▶ SOURCE TEXT:
<<<<
Three weeks ago I posted here on Day 7: I am building Bersyn, an AI visibility tool for B2B SaaS, trying to get 20 paying customers in 40 days, sitting at 0. I said I would keep posting to stay honest. So here is the ugly middle.
Where I am: Day 34. Still 0 paying.
That is the headline and I am not going to dress it up. But the last three weeks taught me more than the first week did, and two strangers in the comments reframed the whole thing, so this one is worth writing down.
What I actually did
I went deep on one channel: scan-based cold email, but founder-direct. Instead of hitting hello@ and info@ and contact@ (which, as I learned on Day 7, is a black hole), I started finding founders' real personal emails from their own public GitHub commit history, and emailing them one at a time with the specific result from their own scan. "I asked ChatGPT, Claude, Gemini and Perplexity which tool in your category they would recommend. Here is who they named, and here is where you were invisible." About a dozen of those went out, every one to a verified founder, no shared inboxes.
>>>>
▶ RECORDS SHOWN:
<<<<
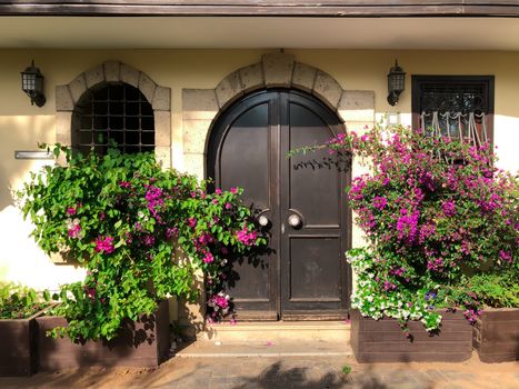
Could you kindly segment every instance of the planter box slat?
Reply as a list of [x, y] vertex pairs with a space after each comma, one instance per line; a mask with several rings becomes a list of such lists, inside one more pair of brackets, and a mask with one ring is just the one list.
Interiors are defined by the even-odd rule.
[[[463, 332], [467, 329], [467, 319], [465, 319], [465, 322], [459, 320], [442, 320], [441, 322], [442, 331], [445, 332]], [[411, 332], [423, 329], [423, 325], [421, 322], [409, 322], [408, 327], [411, 330]], [[400, 325], [397, 320], [371, 319], [369, 322], [362, 325], [362, 331], [402, 332], [402, 329], [400, 328]]]
[[483, 362], [519, 360], [519, 308], [483, 311], [473, 327], [473, 348]]
[[[362, 338], [366, 339], [366, 341], [397, 341], [397, 340], [400, 340], [400, 341], [409, 341], [408, 338], [406, 338], [406, 336], [403, 335], [402, 330], [400, 330], [399, 332], [396, 332], [396, 331], [391, 331], [391, 332], [379, 332], [379, 331], [368, 331], [368, 332], [365, 332], [365, 331], [360, 331], [362, 333]], [[418, 341], [445, 341], [445, 342], [449, 342], [449, 341], [458, 341], [460, 339], [460, 337], [462, 337], [463, 335], [466, 335], [465, 331], [452, 331], [452, 332], [449, 332], [449, 331], [446, 331], [446, 332], [441, 332], [441, 338], [439, 338], [438, 336], [430, 336], [429, 333], [423, 333], [423, 332], [418, 332], [418, 331], [412, 331], [411, 330], [411, 333], [413, 336], [413, 341], [415, 342], [418, 342]]]
[[386, 350], [391, 350], [390, 352], [471, 352], [472, 351], [472, 341], [467, 340], [465, 342], [460, 341], [386, 341], [386, 342], [360, 342], [359, 346], [362, 348], [362, 351], [366, 352], [377, 352], [381, 348]]
[[120, 335], [110, 341], [73, 343], [68, 338], [50, 338], [46, 332], [62, 327], [62, 317], [37, 319], [39, 333], [38, 370], [56, 371], [80, 367], [140, 367], [156, 368], [169, 350], [168, 302], [159, 305], [156, 315], [128, 321]]
[[[483, 319], [485, 320], [485, 319]], [[486, 330], [492, 332], [509, 332], [515, 333], [519, 331], [519, 320], [515, 321], [486, 321]]]
[[0, 377], [31, 376], [37, 371], [39, 311], [27, 319], [0, 319]]
[[360, 363], [380, 362], [461, 362], [467, 360], [467, 352], [363, 352], [356, 356]]
[[359, 362], [463, 361], [472, 353], [472, 327], [462, 312], [441, 312], [440, 331], [430, 336], [421, 322], [409, 322], [409, 340], [397, 320], [363, 318], [351, 311], [351, 346]]
[[516, 345], [513, 342], [485, 342], [481, 346], [482, 352], [490, 352], [490, 353], [511, 353], [516, 352]]
[[483, 310], [481, 318], [486, 321], [518, 321], [519, 309], [517, 308], [501, 308]]

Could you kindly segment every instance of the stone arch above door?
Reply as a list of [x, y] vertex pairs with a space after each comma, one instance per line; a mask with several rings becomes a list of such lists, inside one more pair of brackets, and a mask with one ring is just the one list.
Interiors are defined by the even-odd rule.
[[349, 130], [362, 131], [375, 122], [375, 93], [345, 90], [330, 74], [296, 61], [293, 54], [268, 53], [261, 61], [240, 68], [214, 89], [182, 89], [182, 142], [184, 169], [204, 178], [210, 128], [218, 113], [240, 97], [259, 89], [293, 88], [319, 98]]
[[72, 112], [84, 92], [107, 82], [123, 82], [139, 89], [151, 103], [154, 118], [157, 160], [171, 166], [171, 89], [157, 84], [148, 74], [119, 61], [89, 69], [71, 82], [56, 87], [56, 141], [71, 144]]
>>>>
▶ WORK TO COMPLETE:
Using the post about Bersyn, answer:
1. For what kind of business is Bersyn built?
2. What day had the author reached, and how many paying customers were there then?
3. About how many founder-direct emails went out?
The listing comes from a separate source, unrelated to the post about Bersyn.

▶ EXERCISE SOLUTION:
1. B2B SaaS
2. Day 34, with 0 paying customers
3. About a dozen